◆ Prompt ◆
Count the lines in the rows below that contain the string "skirt", treating uppercase and lowercase as different, and give only the number.

*** Data provided ***

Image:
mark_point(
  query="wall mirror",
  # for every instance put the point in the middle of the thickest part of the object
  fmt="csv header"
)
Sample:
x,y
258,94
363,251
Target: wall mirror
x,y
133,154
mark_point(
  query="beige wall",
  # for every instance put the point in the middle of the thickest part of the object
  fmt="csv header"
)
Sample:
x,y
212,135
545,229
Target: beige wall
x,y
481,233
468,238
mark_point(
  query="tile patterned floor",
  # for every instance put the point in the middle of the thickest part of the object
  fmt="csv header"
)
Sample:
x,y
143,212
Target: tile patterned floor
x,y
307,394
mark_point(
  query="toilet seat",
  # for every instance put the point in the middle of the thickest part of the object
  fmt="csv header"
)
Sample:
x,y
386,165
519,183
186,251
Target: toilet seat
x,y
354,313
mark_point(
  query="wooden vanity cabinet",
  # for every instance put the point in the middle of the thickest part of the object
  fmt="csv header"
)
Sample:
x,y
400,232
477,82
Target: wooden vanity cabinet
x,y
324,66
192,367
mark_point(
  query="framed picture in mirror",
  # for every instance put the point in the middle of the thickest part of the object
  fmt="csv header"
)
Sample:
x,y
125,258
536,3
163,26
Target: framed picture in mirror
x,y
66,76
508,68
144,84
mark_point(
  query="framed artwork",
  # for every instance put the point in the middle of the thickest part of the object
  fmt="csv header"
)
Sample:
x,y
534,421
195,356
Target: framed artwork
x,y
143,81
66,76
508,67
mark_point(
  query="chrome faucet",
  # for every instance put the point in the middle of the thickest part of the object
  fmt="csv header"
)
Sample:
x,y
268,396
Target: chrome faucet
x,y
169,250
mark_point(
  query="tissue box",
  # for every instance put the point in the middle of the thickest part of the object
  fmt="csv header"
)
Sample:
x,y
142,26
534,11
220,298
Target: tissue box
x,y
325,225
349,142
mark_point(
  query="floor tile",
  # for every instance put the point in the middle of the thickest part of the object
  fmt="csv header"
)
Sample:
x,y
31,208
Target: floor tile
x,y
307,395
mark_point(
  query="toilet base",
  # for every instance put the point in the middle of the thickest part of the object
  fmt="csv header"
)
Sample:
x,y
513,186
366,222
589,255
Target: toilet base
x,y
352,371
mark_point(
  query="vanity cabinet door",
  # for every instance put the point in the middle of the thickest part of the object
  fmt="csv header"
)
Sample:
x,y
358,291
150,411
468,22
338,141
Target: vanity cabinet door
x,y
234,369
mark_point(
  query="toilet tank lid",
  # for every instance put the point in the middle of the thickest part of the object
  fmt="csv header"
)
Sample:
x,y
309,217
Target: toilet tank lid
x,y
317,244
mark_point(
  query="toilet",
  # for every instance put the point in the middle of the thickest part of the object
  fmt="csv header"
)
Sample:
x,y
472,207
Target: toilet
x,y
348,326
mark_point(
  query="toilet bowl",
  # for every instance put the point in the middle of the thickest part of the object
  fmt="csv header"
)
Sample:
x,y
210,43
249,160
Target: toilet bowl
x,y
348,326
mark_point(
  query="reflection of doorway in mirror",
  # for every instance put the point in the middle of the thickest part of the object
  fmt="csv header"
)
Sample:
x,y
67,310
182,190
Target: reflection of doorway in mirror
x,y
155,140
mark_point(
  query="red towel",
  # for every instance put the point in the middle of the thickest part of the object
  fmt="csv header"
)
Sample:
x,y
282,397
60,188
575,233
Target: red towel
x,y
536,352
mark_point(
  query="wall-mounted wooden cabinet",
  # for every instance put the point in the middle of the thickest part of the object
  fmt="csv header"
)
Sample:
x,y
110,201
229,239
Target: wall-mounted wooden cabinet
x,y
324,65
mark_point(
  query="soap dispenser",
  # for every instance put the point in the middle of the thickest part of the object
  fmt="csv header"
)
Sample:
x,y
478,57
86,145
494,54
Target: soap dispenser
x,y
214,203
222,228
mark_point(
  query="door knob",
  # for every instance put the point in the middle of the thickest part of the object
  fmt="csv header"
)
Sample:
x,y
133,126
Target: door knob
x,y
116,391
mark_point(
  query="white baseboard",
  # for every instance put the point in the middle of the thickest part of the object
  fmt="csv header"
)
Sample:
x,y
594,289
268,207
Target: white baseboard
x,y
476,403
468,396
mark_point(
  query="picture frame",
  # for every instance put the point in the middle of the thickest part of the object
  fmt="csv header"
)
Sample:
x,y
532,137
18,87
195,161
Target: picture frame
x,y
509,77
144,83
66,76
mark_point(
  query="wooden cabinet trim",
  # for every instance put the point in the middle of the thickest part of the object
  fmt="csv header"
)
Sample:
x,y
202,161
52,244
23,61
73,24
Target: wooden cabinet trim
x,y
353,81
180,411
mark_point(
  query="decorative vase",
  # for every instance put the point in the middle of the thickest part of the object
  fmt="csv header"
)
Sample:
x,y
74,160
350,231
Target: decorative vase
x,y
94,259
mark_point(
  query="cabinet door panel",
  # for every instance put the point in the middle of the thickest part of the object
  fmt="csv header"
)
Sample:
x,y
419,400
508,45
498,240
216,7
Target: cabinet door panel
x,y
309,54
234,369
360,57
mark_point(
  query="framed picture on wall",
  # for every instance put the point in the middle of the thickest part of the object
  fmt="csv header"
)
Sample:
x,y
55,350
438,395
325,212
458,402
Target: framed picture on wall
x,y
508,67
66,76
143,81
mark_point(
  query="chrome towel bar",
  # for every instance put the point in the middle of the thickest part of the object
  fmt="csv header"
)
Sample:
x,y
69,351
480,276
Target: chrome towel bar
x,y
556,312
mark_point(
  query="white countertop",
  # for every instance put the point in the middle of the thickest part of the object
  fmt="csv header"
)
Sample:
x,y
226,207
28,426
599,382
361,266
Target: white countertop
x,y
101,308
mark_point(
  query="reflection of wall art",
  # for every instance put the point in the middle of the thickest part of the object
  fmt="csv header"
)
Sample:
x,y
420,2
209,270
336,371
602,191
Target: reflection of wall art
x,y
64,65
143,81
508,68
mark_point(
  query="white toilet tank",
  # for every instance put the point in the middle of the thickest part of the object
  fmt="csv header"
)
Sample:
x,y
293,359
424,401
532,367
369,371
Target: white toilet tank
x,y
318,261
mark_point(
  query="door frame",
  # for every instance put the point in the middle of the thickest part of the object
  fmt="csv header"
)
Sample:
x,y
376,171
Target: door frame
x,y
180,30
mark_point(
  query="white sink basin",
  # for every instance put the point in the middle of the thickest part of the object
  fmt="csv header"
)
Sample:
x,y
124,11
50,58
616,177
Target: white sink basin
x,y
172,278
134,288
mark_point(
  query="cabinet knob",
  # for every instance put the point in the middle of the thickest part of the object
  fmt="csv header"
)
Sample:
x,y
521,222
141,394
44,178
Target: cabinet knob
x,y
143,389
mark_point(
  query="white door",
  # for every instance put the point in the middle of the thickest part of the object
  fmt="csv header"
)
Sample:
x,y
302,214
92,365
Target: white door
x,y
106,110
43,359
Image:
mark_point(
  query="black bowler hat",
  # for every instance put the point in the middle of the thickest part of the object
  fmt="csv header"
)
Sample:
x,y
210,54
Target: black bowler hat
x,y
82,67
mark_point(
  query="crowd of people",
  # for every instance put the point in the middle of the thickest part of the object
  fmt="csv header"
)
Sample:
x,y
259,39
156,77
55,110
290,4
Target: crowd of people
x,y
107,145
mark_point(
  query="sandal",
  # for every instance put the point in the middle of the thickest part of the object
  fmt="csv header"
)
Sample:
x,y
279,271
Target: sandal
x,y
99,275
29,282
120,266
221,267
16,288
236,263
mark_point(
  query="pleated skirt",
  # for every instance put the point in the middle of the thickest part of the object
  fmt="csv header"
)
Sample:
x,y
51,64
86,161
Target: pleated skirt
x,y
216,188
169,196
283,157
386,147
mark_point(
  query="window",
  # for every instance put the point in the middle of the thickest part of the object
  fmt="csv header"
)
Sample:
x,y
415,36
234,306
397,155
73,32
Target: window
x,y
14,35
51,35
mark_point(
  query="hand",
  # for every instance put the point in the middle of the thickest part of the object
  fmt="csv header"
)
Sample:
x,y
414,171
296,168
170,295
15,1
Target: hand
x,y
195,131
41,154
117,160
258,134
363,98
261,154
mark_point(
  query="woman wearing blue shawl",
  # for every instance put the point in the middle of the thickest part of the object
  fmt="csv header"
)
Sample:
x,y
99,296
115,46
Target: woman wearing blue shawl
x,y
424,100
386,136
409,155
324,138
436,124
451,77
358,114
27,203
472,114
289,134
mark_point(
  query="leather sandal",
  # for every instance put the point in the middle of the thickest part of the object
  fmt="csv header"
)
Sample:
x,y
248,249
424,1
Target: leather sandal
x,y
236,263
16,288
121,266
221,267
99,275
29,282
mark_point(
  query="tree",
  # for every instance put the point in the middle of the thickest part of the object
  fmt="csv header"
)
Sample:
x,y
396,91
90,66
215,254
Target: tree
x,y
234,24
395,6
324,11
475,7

***

◆ Reply to the task ◆
2